■ WHAT THE TASK REQUIRES: The line containing "like x=300, y=33." marks the end: restate word for word every line from the first line of the entries below through that one.
========================
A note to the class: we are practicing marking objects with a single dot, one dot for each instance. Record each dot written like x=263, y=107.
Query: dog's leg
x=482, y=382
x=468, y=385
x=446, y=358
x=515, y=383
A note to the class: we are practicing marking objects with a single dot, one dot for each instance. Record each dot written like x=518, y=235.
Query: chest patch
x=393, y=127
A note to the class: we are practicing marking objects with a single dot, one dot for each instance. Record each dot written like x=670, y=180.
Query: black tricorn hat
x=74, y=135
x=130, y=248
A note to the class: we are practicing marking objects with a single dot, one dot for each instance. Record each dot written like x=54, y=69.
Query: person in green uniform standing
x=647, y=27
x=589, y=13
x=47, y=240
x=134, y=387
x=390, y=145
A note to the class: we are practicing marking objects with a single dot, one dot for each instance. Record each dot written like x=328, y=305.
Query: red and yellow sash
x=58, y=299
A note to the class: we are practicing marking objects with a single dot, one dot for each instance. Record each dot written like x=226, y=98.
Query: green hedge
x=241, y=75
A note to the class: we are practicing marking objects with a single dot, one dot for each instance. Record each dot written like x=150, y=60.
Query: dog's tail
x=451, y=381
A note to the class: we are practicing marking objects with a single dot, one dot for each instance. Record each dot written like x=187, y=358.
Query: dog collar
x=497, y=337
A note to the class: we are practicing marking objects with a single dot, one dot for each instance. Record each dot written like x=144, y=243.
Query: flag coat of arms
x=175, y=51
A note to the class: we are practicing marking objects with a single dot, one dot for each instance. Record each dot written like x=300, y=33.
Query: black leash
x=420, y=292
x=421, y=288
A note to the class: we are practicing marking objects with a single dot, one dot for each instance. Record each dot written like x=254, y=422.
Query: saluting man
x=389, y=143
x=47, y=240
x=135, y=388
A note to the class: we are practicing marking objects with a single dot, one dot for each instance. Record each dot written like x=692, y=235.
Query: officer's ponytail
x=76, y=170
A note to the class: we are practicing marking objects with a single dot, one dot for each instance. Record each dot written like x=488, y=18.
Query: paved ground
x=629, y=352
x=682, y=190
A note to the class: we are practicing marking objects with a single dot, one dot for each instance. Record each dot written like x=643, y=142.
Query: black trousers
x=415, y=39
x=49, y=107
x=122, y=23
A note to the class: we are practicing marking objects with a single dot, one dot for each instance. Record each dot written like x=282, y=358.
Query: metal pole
========================
■ ANSWER FOR THE TASK:
A note to the class: we are practicing marking objects with a single dot, one dot for each instance. Record each dot written like x=263, y=107.
Query: dog's leg
x=482, y=382
x=468, y=385
x=446, y=358
x=515, y=383
A note to the class: we are practicing marking objects with a single dot, one dot for each instance. Record each dot written like x=518, y=235.
Query: chest patch
x=393, y=127
A note to the class: we are practicing marking objects with a single dot, one dot for each instance. Record each dot written like x=670, y=180.
Query: black tricorn hat
x=74, y=135
x=130, y=248
A note to the class: we are practicing marking objects with a single dot, one dot for each instance. Record each dot written like x=54, y=69.
Query: person in green uniform standing
x=647, y=27
x=589, y=13
x=47, y=240
x=134, y=387
x=390, y=145
A note to the class: we are practicing marking objects with a single dot, one dot for each instance. Record each dot written like x=328, y=305.
Query: red and yellow sash
x=58, y=299
A note to the class: we are practicing marking objects with a single dot, one dot for each instance. Record each dot written like x=226, y=98.
Query: green hedge
x=241, y=75
A note to the class: we are practicing marking objects with a single dot, one dot for each instance. Record each dot written like x=150, y=60.
Query: dog's tail
x=451, y=381
A note to the class: we are practicing marking objects with a single dot, one dot for each instance. Record each dot written like x=187, y=358.
Query: dog collar
x=497, y=337
A note to the class: we are practicing marking objects with a single dot, one dot for each instance. Record each dot written like x=144, y=243.
Query: flag coat of arms
x=175, y=51
A note to the class: we are practicing marking objects with a single dot, one dot for each instance. Record each dot written like x=300, y=33.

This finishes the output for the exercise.